▶ [Challenge 1]
In the home defense excerpt, what is the stated current life expectancy for an American male?

▶ [Document excerpt]
By contrast, there are places where an American citizen’s constitutional right to own a firearm is restricted into irrelevancy. If we applied the same filters to the 1st Amendment that we do to the 2d, the only speech that would be truly protected would be whatever you might be able to conjure up using an 18th-century steam-driven printing press.
For the sake of discussion, let us ponder a different world—a world that is truly free and unfettered as the Founders clearly intended. Let’s imagine a scenario wherein you don’t need some kind of government writ to drive a car, build a shed, buy a gun, or cut somebody’s hair.
Let’s visualize a hypothetical America without the recognized fifty-four volumes of US Code with its more than 300,000 individual federal laws. In short, let’s fancy firearms without the artificial restrictions imposed by the NFA. What would the ideal home defense gun look like if there truly were no rules?
The Mission
There are 148 million total housing units in the United States. There are roughly one million reported home invasions each annum. That means there is a 1-in-148 statistical chance that your home will be violated in any given year.
The current life expectancy for an American male is 78.4 years. Women live longer than men for obvious reasons. Their life expectancy is a bit north of 81 years.
Statistically speaking, half of all Americans will experience a home invasion over the course of the lifetimes. Some neighborhoods are obviously worse than others, but those are the numbers.
As such, home defense guns are not just marketing hype. Precious few among us can afford a 24/7 live-in cop. How on earth would you keep him in doughnuts? As a result, free folk assume responsibility for our own security. That means a proper home defense arm.
Unlike carry guns, this hypothetical weapon need not be concealable. Weight is a consideration, but not a big one. You won’t be humping this thing on a 15-mile ruck march. It just needs to be sufficiently maneuverable to move easily within the home. So, let’s get started.
Cartridge and Caliber
Caliber selection is not as straightforward as you might think. While there are hundreds if not thousands of options ranging from .22 rimfire up through .50 BMG, caliber selection for the ideal home defense weapon really distills down to either 9mm Para or 5.56mm with a few die hard .45ACP acolytes sprinkled over the top for flavor. The performance of these cartridges in a home defense scenario is a bit counterintuitive.

▶ [Material]

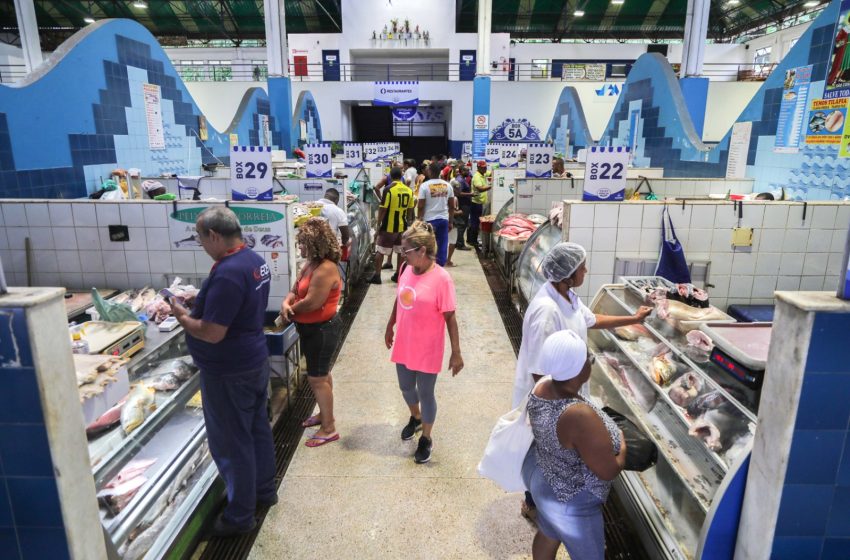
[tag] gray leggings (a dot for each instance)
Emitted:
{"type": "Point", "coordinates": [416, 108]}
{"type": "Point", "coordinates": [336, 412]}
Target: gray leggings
{"type": "Point", "coordinates": [418, 388]}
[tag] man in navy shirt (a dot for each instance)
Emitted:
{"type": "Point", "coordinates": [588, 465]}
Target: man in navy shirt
{"type": "Point", "coordinates": [224, 332]}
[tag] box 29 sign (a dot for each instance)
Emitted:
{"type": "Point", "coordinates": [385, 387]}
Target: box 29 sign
{"type": "Point", "coordinates": [250, 172]}
{"type": "Point", "coordinates": [605, 173]}
{"type": "Point", "coordinates": [318, 160]}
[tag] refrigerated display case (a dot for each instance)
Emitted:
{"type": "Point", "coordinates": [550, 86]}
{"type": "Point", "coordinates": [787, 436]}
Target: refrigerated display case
{"type": "Point", "coordinates": [151, 479]}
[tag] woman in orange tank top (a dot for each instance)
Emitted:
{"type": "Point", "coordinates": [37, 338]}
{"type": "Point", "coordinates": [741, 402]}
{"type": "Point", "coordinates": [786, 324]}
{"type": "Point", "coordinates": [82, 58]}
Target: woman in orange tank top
{"type": "Point", "coordinates": [312, 305]}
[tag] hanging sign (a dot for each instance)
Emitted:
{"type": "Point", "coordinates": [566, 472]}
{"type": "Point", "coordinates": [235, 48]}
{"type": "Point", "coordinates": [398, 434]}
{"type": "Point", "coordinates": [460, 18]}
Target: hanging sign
{"type": "Point", "coordinates": [353, 155]}
{"type": "Point", "coordinates": [318, 160]}
{"type": "Point", "coordinates": [508, 155]}
{"type": "Point", "coordinates": [396, 94]}
{"type": "Point", "coordinates": [491, 153]}
{"type": "Point", "coordinates": [605, 173]}
{"type": "Point", "coordinates": [792, 110]}
{"type": "Point", "coordinates": [739, 149]}
{"type": "Point", "coordinates": [539, 160]}
{"type": "Point", "coordinates": [153, 114]}
{"type": "Point", "coordinates": [251, 173]}
{"type": "Point", "coordinates": [516, 130]}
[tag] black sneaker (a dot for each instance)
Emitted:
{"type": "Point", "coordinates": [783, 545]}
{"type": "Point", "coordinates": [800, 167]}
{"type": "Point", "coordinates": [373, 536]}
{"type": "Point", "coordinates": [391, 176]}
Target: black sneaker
{"type": "Point", "coordinates": [412, 427]}
{"type": "Point", "coordinates": [423, 451]}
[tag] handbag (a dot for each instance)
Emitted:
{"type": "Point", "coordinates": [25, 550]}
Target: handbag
{"type": "Point", "coordinates": [641, 452]}
{"type": "Point", "coordinates": [672, 264]}
{"type": "Point", "coordinates": [509, 443]}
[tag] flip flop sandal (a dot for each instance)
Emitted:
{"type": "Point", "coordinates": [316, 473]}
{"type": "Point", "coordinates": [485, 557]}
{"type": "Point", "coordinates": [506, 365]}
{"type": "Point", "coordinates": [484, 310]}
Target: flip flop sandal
{"type": "Point", "coordinates": [316, 441]}
{"type": "Point", "coordinates": [310, 422]}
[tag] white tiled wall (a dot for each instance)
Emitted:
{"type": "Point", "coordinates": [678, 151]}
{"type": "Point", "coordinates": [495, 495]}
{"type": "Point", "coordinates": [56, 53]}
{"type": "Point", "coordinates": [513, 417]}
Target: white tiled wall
{"type": "Point", "coordinates": [788, 252]}
{"type": "Point", "coordinates": [71, 246]}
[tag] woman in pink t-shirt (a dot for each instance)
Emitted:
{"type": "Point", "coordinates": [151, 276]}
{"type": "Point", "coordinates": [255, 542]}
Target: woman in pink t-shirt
{"type": "Point", "coordinates": [424, 309]}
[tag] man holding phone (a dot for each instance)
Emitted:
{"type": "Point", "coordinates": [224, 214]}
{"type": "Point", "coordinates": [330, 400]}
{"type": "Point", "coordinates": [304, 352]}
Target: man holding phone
{"type": "Point", "coordinates": [224, 332]}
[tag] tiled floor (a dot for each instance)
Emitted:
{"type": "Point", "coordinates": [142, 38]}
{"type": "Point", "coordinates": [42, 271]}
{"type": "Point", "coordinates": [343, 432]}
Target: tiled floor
{"type": "Point", "coordinates": [363, 497]}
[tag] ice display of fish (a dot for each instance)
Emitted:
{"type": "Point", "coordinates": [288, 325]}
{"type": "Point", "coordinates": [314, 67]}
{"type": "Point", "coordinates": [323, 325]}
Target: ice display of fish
{"type": "Point", "coordinates": [140, 403]}
{"type": "Point", "coordinates": [632, 332]}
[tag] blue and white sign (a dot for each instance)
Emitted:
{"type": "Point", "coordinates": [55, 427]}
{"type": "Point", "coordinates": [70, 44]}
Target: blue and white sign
{"type": "Point", "coordinates": [492, 153]}
{"type": "Point", "coordinates": [251, 173]}
{"type": "Point", "coordinates": [396, 94]}
{"type": "Point", "coordinates": [318, 160]}
{"type": "Point", "coordinates": [539, 160]}
{"type": "Point", "coordinates": [353, 154]}
{"type": "Point", "coordinates": [508, 155]}
{"type": "Point", "coordinates": [605, 173]}
{"type": "Point", "coordinates": [516, 130]}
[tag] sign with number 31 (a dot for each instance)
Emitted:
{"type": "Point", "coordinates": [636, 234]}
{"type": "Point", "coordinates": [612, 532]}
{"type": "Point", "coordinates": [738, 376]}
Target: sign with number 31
{"type": "Point", "coordinates": [605, 173]}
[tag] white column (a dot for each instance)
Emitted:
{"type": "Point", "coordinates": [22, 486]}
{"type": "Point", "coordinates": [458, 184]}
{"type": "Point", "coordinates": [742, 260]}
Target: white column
{"type": "Point", "coordinates": [696, 32]}
{"type": "Point", "coordinates": [28, 28]}
{"type": "Point", "coordinates": [276, 45]}
{"type": "Point", "coordinates": [485, 20]}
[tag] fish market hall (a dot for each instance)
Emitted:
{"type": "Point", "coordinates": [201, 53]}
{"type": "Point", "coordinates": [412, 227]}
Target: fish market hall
{"type": "Point", "coordinates": [446, 279]}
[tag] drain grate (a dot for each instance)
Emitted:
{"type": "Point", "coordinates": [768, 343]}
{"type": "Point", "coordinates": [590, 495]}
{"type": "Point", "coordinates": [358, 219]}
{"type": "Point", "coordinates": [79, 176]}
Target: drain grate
{"type": "Point", "coordinates": [287, 436]}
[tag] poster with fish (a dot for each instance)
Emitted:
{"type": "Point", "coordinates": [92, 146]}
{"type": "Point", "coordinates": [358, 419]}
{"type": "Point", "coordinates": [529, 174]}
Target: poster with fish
{"type": "Point", "coordinates": [825, 121]}
{"type": "Point", "coordinates": [792, 109]}
{"type": "Point", "coordinates": [263, 226]}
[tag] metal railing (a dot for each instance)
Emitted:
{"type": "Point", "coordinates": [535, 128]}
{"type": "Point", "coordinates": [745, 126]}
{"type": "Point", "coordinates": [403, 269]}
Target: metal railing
{"type": "Point", "coordinates": [423, 72]}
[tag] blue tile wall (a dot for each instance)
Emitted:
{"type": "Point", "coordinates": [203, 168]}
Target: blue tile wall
{"type": "Point", "coordinates": [99, 124]}
{"type": "Point", "coordinates": [31, 523]}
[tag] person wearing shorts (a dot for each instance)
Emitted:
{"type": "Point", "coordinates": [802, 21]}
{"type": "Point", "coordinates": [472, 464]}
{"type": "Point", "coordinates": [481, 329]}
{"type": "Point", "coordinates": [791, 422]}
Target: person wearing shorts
{"type": "Point", "coordinates": [312, 306]}
{"type": "Point", "coordinates": [395, 212]}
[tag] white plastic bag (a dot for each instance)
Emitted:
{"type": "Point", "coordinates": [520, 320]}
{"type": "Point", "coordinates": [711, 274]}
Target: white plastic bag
{"type": "Point", "coordinates": [509, 443]}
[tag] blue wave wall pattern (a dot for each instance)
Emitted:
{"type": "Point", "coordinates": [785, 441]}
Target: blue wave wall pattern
{"type": "Point", "coordinates": [666, 136]}
{"type": "Point", "coordinates": [82, 113]}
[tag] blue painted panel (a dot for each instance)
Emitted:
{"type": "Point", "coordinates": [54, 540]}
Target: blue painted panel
{"type": "Point", "coordinates": [804, 510]}
{"type": "Point", "coordinates": [814, 457]}
{"type": "Point", "coordinates": [35, 502]}
{"type": "Point", "coordinates": [25, 450]}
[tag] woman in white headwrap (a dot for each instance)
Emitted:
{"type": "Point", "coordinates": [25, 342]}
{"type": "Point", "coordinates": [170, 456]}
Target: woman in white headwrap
{"type": "Point", "coordinates": [557, 307]}
{"type": "Point", "coordinates": [578, 450]}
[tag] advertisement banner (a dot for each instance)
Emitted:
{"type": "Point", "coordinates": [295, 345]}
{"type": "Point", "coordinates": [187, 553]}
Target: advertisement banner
{"type": "Point", "coordinates": [353, 154]}
{"type": "Point", "coordinates": [508, 155]}
{"type": "Point", "coordinates": [251, 173]}
{"type": "Point", "coordinates": [539, 160]}
{"type": "Point", "coordinates": [792, 109]}
{"type": "Point", "coordinates": [825, 121]}
{"type": "Point", "coordinates": [396, 94]}
{"type": "Point", "coordinates": [605, 173]}
{"type": "Point", "coordinates": [318, 160]}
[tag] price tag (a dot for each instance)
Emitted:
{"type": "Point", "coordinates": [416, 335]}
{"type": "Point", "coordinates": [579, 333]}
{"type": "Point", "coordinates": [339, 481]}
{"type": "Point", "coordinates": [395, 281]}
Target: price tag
{"type": "Point", "coordinates": [318, 160]}
{"type": "Point", "coordinates": [605, 173]}
{"type": "Point", "coordinates": [539, 160]}
{"type": "Point", "coordinates": [353, 155]}
{"type": "Point", "coordinates": [509, 155]}
{"type": "Point", "coordinates": [492, 152]}
{"type": "Point", "coordinates": [251, 173]}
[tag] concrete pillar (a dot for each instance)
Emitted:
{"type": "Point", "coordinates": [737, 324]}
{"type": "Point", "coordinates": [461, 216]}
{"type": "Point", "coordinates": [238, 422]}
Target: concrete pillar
{"type": "Point", "coordinates": [28, 28]}
{"type": "Point", "coordinates": [279, 86]}
{"type": "Point", "coordinates": [696, 32]}
{"type": "Point", "coordinates": [482, 58]}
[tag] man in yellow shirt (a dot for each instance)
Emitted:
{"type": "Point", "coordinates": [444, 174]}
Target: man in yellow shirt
{"type": "Point", "coordinates": [480, 186]}
{"type": "Point", "coordinates": [394, 215]}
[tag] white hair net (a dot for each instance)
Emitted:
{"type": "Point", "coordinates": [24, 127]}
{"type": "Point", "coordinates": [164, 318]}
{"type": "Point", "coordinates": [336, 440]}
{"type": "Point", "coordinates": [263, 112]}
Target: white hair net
{"type": "Point", "coordinates": [562, 261]}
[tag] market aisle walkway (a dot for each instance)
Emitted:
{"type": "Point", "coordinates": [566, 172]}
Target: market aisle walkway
{"type": "Point", "coordinates": [364, 497]}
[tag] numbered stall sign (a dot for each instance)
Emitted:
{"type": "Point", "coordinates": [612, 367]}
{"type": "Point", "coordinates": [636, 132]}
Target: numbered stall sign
{"type": "Point", "coordinates": [492, 152]}
{"type": "Point", "coordinates": [353, 155]}
{"type": "Point", "coordinates": [251, 173]}
{"type": "Point", "coordinates": [539, 160]}
{"type": "Point", "coordinates": [509, 155]}
{"type": "Point", "coordinates": [605, 173]}
{"type": "Point", "coordinates": [318, 160]}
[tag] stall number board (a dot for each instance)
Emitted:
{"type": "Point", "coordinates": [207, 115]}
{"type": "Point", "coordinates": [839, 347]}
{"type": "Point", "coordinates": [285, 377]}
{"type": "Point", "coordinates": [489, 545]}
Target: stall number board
{"type": "Point", "coordinates": [318, 160]}
{"type": "Point", "coordinates": [605, 173]}
{"type": "Point", "coordinates": [250, 172]}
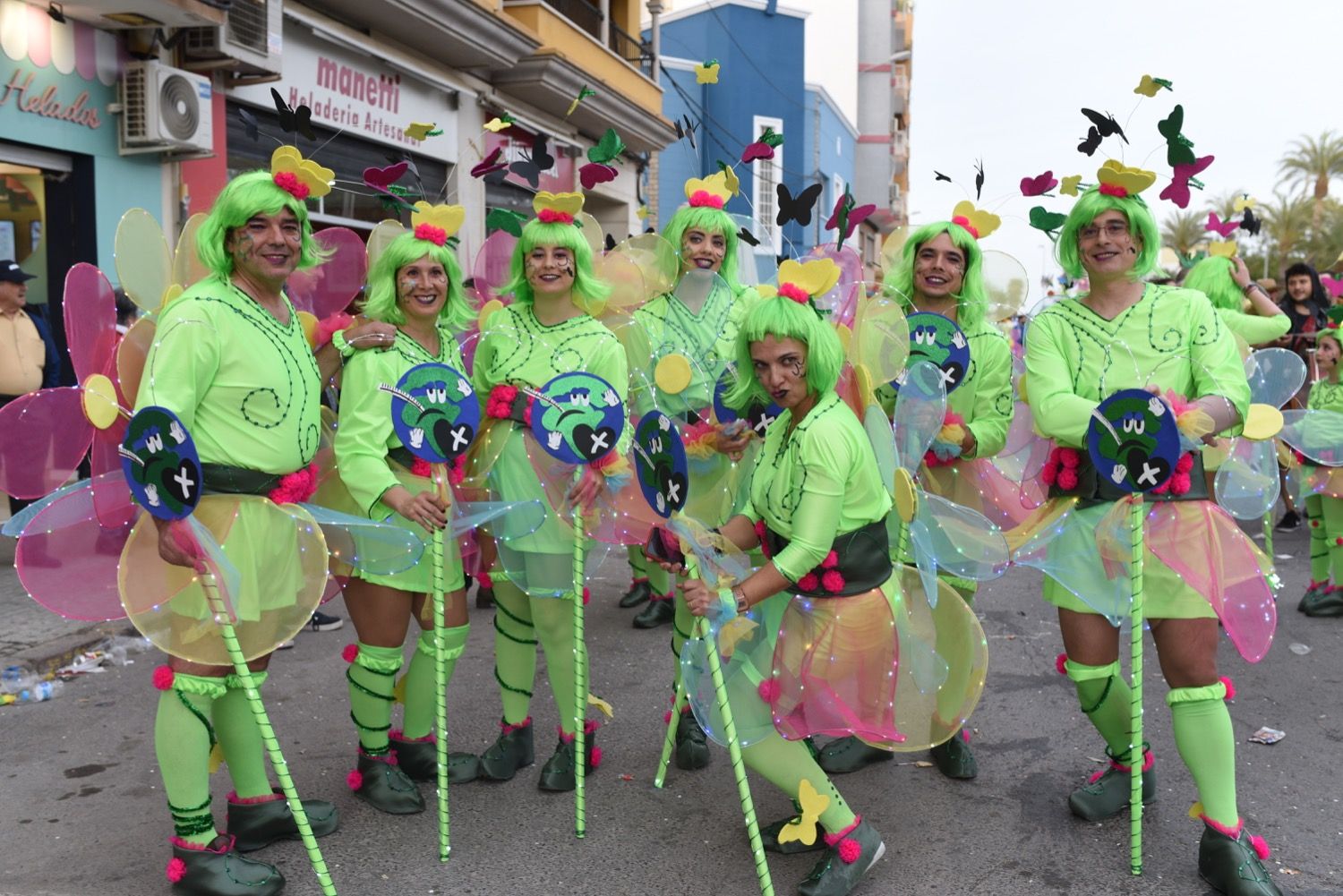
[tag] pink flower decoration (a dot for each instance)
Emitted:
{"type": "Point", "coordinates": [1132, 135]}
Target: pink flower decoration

▶ [Challenge 2]
From the entries, copy the lines between the one containing "[tag] person wearing" and the one containing "Target: person wearing shorts", inclusive, and reproduce only those.

▶ [Written reply 1]
78.4 years.

▶ [Written reply 2]
[tag] person wearing shorts (a dot for each instance)
Emitted:
{"type": "Point", "coordinates": [802, 21]}
{"type": "Point", "coordinates": [472, 464]}
{"type": "Point", "coordinates": [481, 329]}
{"type": "Point", "coordinates": [791, 422]}
Target: person wearing shorts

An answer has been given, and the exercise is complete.